Records to use:
..............................
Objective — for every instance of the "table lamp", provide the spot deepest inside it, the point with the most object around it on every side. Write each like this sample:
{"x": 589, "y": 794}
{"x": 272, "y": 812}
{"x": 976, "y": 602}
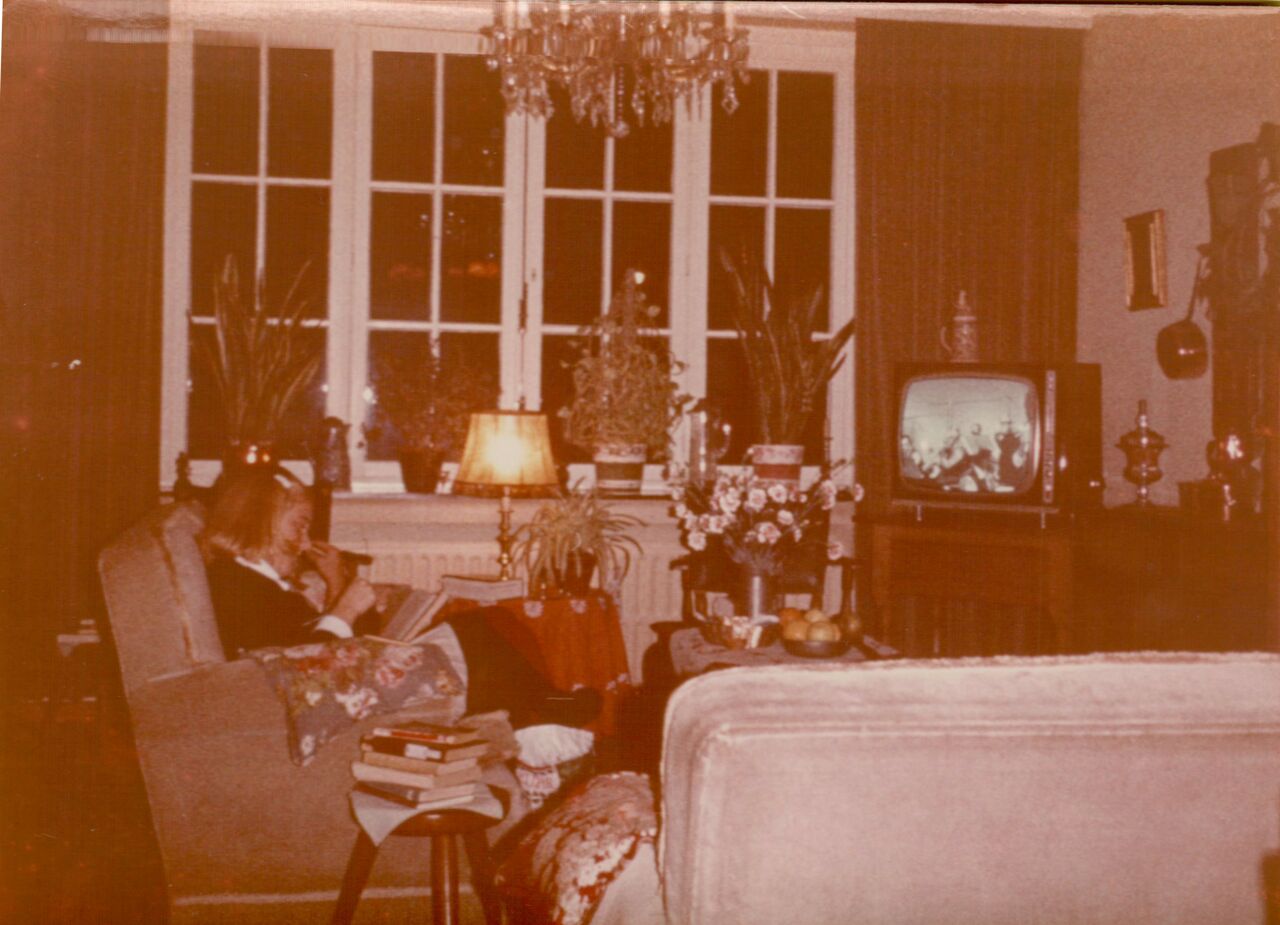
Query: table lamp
{"x": 507, "y": 453}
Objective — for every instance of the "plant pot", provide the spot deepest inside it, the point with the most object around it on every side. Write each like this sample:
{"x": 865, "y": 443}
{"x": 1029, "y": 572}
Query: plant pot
{"x": 575, "y": 581}
{"x": 620, "y": 468}
{"x": 777, "y": 462}
{"x": 420, "y": 470}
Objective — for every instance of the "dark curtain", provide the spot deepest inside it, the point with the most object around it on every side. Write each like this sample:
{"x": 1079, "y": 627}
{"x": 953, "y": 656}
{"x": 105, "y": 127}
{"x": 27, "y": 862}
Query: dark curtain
{"x": 81, "y": 233}
{"x": 967, "y": 181}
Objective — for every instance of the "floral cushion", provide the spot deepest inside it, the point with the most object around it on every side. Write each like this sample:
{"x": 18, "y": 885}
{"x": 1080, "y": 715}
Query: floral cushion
{"x": 329, "y": 686}
{"x": 561, "y": 869}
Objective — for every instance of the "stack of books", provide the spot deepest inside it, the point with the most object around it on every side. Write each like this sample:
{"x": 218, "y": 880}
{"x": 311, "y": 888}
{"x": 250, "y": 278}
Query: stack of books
{"x": 421, "y": 764}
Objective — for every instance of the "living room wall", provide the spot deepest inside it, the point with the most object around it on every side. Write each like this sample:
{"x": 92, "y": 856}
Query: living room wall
{"x": 1160, "y": 91}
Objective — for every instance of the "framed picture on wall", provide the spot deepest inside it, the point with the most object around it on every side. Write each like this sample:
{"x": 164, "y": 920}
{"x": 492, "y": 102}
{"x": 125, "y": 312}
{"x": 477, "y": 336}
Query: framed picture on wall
{"x": 1144, "y": 270}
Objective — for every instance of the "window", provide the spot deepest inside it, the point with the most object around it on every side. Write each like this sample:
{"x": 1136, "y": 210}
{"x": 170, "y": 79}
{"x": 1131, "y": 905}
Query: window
{"x": 383, "y": 163}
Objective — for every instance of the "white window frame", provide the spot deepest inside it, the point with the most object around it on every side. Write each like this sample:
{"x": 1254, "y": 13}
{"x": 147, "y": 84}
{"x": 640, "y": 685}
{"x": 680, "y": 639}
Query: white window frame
{"x": 352, "y": 44}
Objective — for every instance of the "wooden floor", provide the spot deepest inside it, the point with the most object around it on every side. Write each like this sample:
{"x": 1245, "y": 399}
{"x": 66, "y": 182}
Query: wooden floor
{"x": 76, "y": 838}
{"x": 74, "y": 829}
..............................
Aim of the exercise:
Give only the number of lines in the listing above that contain the word "white", counting only matches with the same case.

Finished exercise:
2